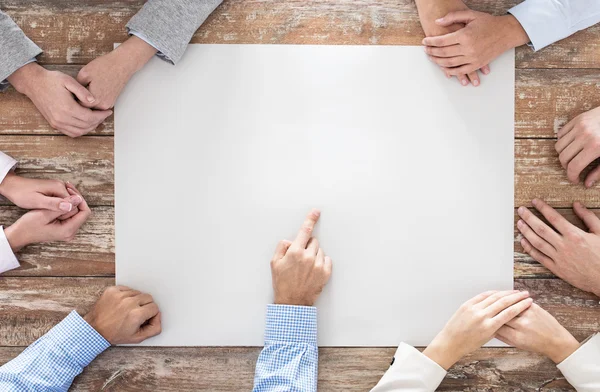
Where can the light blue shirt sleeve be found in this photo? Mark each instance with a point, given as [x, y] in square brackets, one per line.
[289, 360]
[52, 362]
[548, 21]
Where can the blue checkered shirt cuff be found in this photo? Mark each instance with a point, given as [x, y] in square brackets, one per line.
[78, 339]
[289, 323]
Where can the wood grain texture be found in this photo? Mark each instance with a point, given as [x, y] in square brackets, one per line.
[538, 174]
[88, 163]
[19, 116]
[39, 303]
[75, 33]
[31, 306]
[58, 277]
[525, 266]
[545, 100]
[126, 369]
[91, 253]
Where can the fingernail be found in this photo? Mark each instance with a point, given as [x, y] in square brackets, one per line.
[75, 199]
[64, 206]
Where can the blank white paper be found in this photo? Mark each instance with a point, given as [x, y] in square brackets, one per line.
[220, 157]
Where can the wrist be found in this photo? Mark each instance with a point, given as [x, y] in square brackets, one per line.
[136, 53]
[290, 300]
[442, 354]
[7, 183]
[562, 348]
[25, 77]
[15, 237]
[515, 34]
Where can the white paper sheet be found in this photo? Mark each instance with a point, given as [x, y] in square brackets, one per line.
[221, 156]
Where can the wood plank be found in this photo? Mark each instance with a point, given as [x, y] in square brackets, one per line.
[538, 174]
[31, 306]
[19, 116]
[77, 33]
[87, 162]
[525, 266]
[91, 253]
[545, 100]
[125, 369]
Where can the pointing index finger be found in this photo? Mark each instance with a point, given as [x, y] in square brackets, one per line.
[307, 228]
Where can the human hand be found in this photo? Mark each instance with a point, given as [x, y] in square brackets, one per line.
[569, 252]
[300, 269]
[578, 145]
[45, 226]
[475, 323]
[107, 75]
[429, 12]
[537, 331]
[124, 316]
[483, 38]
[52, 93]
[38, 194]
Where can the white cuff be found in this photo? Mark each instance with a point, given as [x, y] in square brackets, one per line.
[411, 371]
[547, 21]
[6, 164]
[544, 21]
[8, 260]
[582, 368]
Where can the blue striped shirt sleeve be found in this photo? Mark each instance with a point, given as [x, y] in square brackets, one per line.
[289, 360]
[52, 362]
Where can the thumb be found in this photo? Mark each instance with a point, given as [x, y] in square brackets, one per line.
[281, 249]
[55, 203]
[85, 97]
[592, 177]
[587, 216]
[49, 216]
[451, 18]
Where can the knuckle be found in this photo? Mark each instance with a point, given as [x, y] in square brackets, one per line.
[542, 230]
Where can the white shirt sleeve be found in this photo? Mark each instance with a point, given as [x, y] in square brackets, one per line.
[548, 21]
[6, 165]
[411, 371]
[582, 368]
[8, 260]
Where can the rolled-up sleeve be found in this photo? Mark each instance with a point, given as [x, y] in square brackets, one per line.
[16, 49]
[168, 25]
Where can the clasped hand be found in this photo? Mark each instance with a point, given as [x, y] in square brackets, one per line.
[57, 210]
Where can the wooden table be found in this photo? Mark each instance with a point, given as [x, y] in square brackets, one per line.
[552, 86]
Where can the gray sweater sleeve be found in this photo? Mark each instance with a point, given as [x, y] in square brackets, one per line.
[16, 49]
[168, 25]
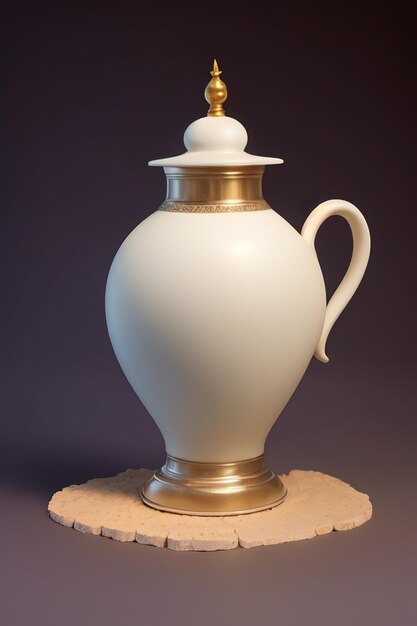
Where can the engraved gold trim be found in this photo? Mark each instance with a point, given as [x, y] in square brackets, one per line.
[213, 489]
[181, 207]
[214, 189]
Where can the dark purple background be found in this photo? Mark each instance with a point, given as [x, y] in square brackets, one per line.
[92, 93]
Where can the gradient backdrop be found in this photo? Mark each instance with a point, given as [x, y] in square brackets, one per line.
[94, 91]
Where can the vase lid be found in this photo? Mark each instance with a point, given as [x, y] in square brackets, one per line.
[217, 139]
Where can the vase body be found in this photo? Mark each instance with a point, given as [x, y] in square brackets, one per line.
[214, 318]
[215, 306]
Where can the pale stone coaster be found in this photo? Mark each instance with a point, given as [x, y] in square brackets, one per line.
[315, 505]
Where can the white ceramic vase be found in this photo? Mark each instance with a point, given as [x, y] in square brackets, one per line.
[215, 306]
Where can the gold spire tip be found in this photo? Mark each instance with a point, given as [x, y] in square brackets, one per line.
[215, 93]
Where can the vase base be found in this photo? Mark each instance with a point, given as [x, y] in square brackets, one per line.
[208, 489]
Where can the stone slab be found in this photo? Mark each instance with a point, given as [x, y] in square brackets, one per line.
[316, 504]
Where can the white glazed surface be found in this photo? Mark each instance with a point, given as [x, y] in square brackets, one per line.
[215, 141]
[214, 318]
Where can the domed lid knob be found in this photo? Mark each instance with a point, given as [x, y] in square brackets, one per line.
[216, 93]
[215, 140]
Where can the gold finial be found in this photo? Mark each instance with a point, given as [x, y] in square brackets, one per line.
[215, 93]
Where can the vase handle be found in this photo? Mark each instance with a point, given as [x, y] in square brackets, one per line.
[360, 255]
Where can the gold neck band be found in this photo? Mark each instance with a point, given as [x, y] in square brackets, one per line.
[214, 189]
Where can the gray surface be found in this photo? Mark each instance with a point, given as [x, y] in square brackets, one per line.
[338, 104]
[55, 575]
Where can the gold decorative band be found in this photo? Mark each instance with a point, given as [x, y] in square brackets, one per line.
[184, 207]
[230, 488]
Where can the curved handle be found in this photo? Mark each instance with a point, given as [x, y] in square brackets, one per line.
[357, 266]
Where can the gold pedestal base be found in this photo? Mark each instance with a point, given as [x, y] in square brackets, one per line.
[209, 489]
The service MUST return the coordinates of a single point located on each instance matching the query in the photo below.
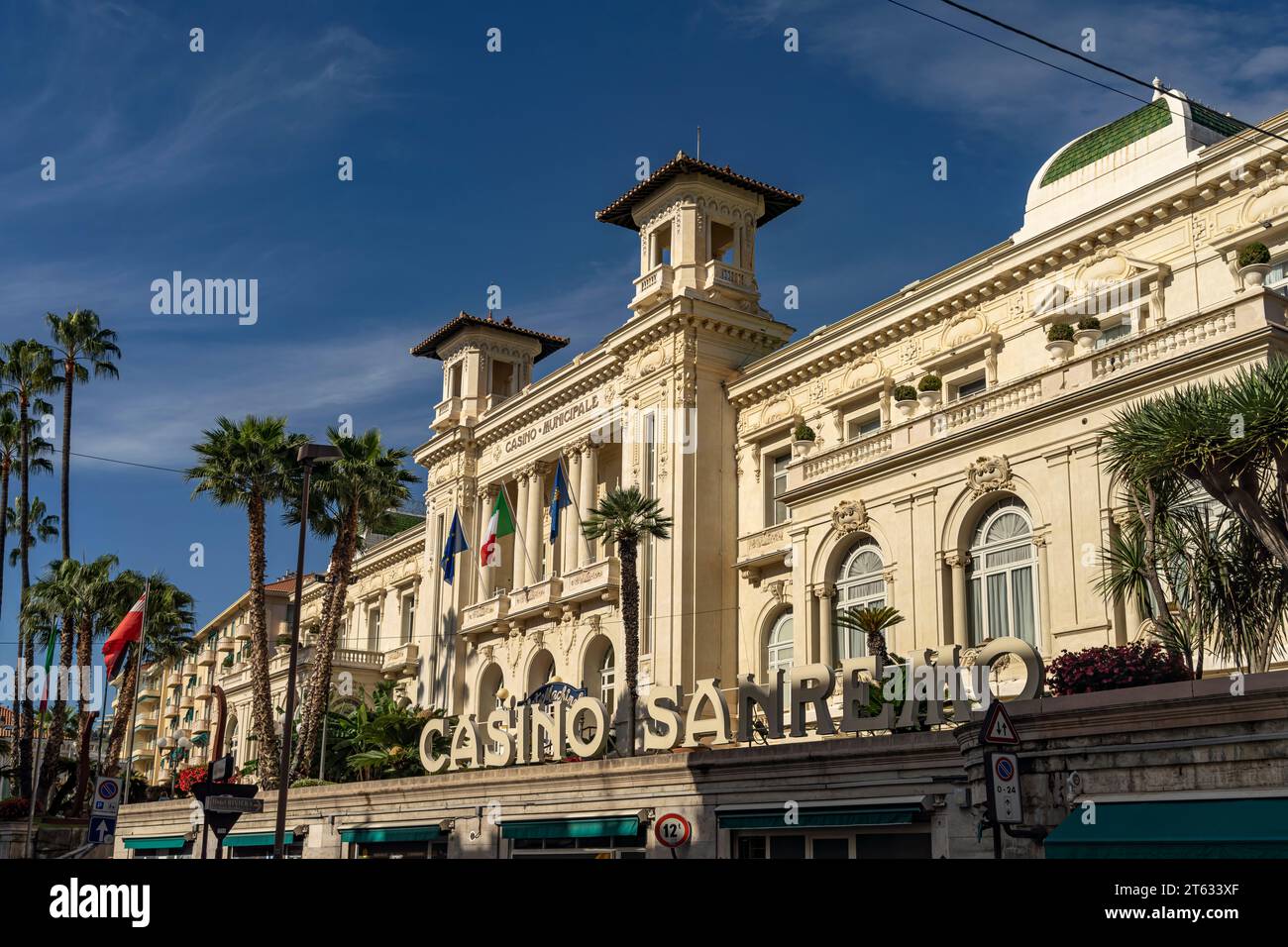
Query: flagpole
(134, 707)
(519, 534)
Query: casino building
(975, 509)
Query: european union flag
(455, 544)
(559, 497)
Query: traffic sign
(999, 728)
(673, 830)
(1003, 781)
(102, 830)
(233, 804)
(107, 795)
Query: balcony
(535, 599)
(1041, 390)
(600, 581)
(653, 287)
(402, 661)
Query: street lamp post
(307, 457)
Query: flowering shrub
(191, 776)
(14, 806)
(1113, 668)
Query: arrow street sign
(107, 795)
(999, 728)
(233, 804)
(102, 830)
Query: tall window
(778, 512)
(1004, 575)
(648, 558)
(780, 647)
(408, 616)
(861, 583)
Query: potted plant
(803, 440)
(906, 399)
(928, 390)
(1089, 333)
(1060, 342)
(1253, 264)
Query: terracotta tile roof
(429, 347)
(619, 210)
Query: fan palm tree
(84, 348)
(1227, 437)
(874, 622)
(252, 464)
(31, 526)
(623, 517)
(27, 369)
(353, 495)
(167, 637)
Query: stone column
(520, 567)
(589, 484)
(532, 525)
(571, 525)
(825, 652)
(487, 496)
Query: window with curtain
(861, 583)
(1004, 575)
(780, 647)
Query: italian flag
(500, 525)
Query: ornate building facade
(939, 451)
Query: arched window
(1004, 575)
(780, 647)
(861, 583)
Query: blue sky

WHAT IS BEING ASKED:
Convert the entire listing above into a numbered list, one item per line, omitting blank lines and leaving out the pictures.

COMPLETED EXERCISE:
1. Where can the light blue shirt sleeve be found in this photo? Mark each instance with a point, given as [x, y] in square brackets, one per line.
2. [289, 360]
3. [52, 362]
4. [548, 21]
5. Where can the blue checkered shirt cuff be found in this photo? Mark each instance with a point, given as [x, y] in square brackets, one per line.
6. [78, 339]
7. [289, 323]
8. Where can the wood grain texture be found in this photo? Mark each instance with a point, given as [x, y] in square brackets, one per line.
9. [538, 174]
10. [88, 163]
11. [19, 116]
12. [39, 303]
13. [75, 33]
14. [31, 306]
15. [58, 277]
16. [525, 266]
17. [545, 100]
18. [126, 369]
19. [91, 253]
20. Where can the fingernail be found in this photo? Mark each instance with a point, given as [x, y] in square brackets, one per line.
21. [75, 199]
22. [64, 206]
23. Where can the blank white paper be found in this photo? Mark each instance with a point, given as [x, y] in square brackets, one per line.
24. [220, 157]
25. Where can the wrist be found in this photo? Mark each instance with a point, given as [x, y] in square brackets, one per line.
26. [136, 53]
27. [290, 300]
28. [442, 354]
29. [7, 183]
30. [562, 348]
31. [25, 77]
32. [15, 237]
33. [515, 34]
34. Where can the white paper sheet be found in this photo? Mark each instance with a point, given as [x, y] in square brackets, one per line.
35. [221, 156]
36. Where can the wood plank be found in this photo? Mark each instance with a point, given as [x, y] in square brackets, one per line.
37. [538, 174]
38. [31, 306]
39. [19, 116]
40. [77, 33]
41. [87, 162]
42. [525, 266]
43. [91, 253]
44. [545, 100]
45. [125, 369]
46. Where can the pointing index finger be found in this photo? Mark each instance with a point, given as [x, y] in square brackets, one per line.
47. [307, 228]
48. Where can the human hand be found in this photo? Mark each instance with a point, given as [x, y] in square brackets, one per line.
49. [569, 252]
50. [300, 269]
51. [578, 145]
52. [45, 226]
53. [475, 323]
54. [107, 75]
55. [429, 12]
56. [537, 331]
57. [124, 316]
58. [483, 38]
59. [52, 93]
60. [38, 194]
61. Where can the white cuff be found in this photo? Mark each instance with a point, given as [x, y] in square brackets, one per line.
62. [411, 371]
63. [547, 21]
64. [6, 164]
65. [544, 21]
66. [8, 260]
67. [582, 368]
68. Where can the blue striped shirt sleeve be found in this photo? Mark each instance with a point, given as [x, y] in square brackets, one per line.
69. [289, 360]
70. [52, 362]
71. Where can the thumb be found in this photo? Mark each instance with a point, given as [x, y] in square brackets, one per line.
72. [281, 249]
73. [55, 203]
74. [85, 97]
75. [592, 177]
76. [587, 216]
77. [49, 216]
78. [451, 18]
79. Where can the knuckle be found in this photo? Mark each instance with a point, given as [x, y] in square brackets, one per line.
80. [542, 230]
81. Where can the white shirt sleeve be found in this photo? Mark each instance with a point, given as [x, y] in square brackets, one per line.
82. [548, 21]
83. [6, 165]
84. [411, 371]
85. [582, 368]
86. [8, 260]
87. Where can the rolled-up sleeve be found in this photo? Mark each instance with a point, given as [x, y] in square brackets, one per line.
88. [16, 49]
89. [168, 25]
90. Where can the clasped hand be found in this photo? Mark each instance with a point, given as [x, y] in square brackets, one per line.
91. [57, 210]
92. Where can the wooden table be found in this photo? Mark each instance with a point, given as [x, y] in square brackets, one per line.
93. [552, 86]
94. Where can the gray sweater sleeve be found in this photo? Mark each instance with a point, given as [x, y] in square brackets, one per line.
95. [16, 49]
96. [168, 25]
97. Where can the engraved gold trim be found in this photo? Mark each instance with a point, given as [x, y] in square brackets, one per line.
98. [213, 489]
99. [181, 207]
100. [214, 189]
101. Where can the dark purple background be found in this photo? Mark each instance with a point, given as [x, y] in square brackets, one per line.
102. [92, 93]
103. Where can the gradient backdrop be found in this photo? Mark each instance with a point, given as [x, y] in square brackets, one per line.
104. [94, 91]
105. Where can the vase lid be found in this photo? Mark each instance with a point, given as [x, y] in square brackets, one per line.
106. [217, 139]
107. Where can the vase body be found in this photo? Mark each instance with a point, given as [x, y] in square brackets, one per line.
108. [214, 318]
109. [215, 306]
110. Where can the pale stone coaster be found in this photo? Mark each instance with a point, given as [x, y] in square brackets, one per line.
111. [315, 505]
112. Where can the white ceramic vase be found in this photo? Mark each instance with a point, given as [x, y] in square brackets, one per line.
113. [215, 306]
114. Where can the gold spire tip be found in this photo? Mark each instance with a point, given as [x, y] in square brackets, one per line.
115. [215, 93]
116. Where can the vase base be found in this photo? Mark each instance with a point, given as [x, y] in square brackets, one per line.
117. [208, 489]
118. Where can the stone slab be found in this photo? Mark each instance with a point, given as [x, y] in square brackets, one per line.
119. [316, 504]
120. Where can the white glazed surface be found in this photo? Mark each instance with a point, given as [x, y] in square brackets, one per line.
121. [215, 141]
122. [214, 318]
123. Where can the domed lid knob be found in this photo? Mark each instance with a point, given as [x, y] in square brackets, one per line.
124. [216, 93]
125. [215, 140]
126. Where can the gold finial be found in this photo? Mark each instance with a point, given as [x, y] in square brackets, one per line.
127. [215, 93]
128. Where can the vase handle be found in this photo? Mark each instance with a point, given as [x, y] in square brackets, one per line.
129. [360, 255]
130. Where can the gold neck band be found in this photo? Mark each instance with a point, given as [x, y] in square brackets, one per line.
131. [214, 189]
132. Where can the gray surface be found in this photo? Mark each instance with a point, given as [x, y] in square brackets, one per line.
133. [338, 104]
134. [55, 575]
135. Where can the gold decorative band be found in this photo? Mark each instance with a point, given as [x, y] in square brackets, one per line.
136. [184, 207]
137. [230, 488]
138. Where can the curved handle be found in this photo? Mark each instance with a point, given as [x, y] in square brackets, one per line.
139. [357, 266]
140. Where can the gold pedestal base be found in this photo? Mark each instance with a point, given as [x, y] in square brackets, one per line.
141. [209, 489]
142. The service MUST return the coordinates of a single point located on each instance matching the query in the photo below.
143. Query: flagpole
144. (134, 707)
145. (519, 534)
146. Query: casino building
147. (975, 509)
148. Query: european union flag
149. (455, 544)
150. (559, 497)
151. Query: traffic sign
152. (999, 728)
153. (673, 830)
154. (1003, 781)
155. (102, 830)
156. (233, 804)
157. (107, 795)
158. Query: balcony
159. (535, 599)
160. (1041, 390)
161. (600, 581)
162. (653, 287)
163. (402, 661)
164. Query: street lamp post
165. (307, 457)
166. Query: flowering shrub
167. (191, 776)
168. (14, 806)
169. (1113, 668)
170. Query: arrow street sign
171. (107, 795)
172. (999, 728)
173. (233, 804)
174. (102, 830)
175. Query: tall window
176. (778, 512)
177. (1004, 575)
178. (648, 558)
179. (780, 647)
180. (408, 616)
181. (861, 583)
182. Query: potted plant
183. (803, 440)
184. (906, 399)
185. (928, 390)
186. (1089, 333)
187. (1060, 342)
188. (1253, 264)
189. Query: terracotta tile roof
190. (429, 347)
191. (619, 210)
192. Query: fan palm tree
193. (84, 348)
194. (1227, 437)
195. (874, 622)
196. (252, 464)
197. (31, 526)
198. (623, 517)
199. (27, 369)
200. (353, 495)
201. (167, 637)
202. Query: stone column
203. (520, 567)
204. (589, 484)
205. (532, 525)
206. (571, 525)
207. (825, 652)
208. (487, 496)
209. Query: window with curtain
210. (861, 583)
211. (1004, 575)
212. (780, 647)
213. Query: italian flag
214. (500, 525)
215. Query: ornate building facade
216. (939, 451)
217. Query: arched window
218. (1004, 575)
219. (780, 647)
220. (861, 583)
221. Query: blue sky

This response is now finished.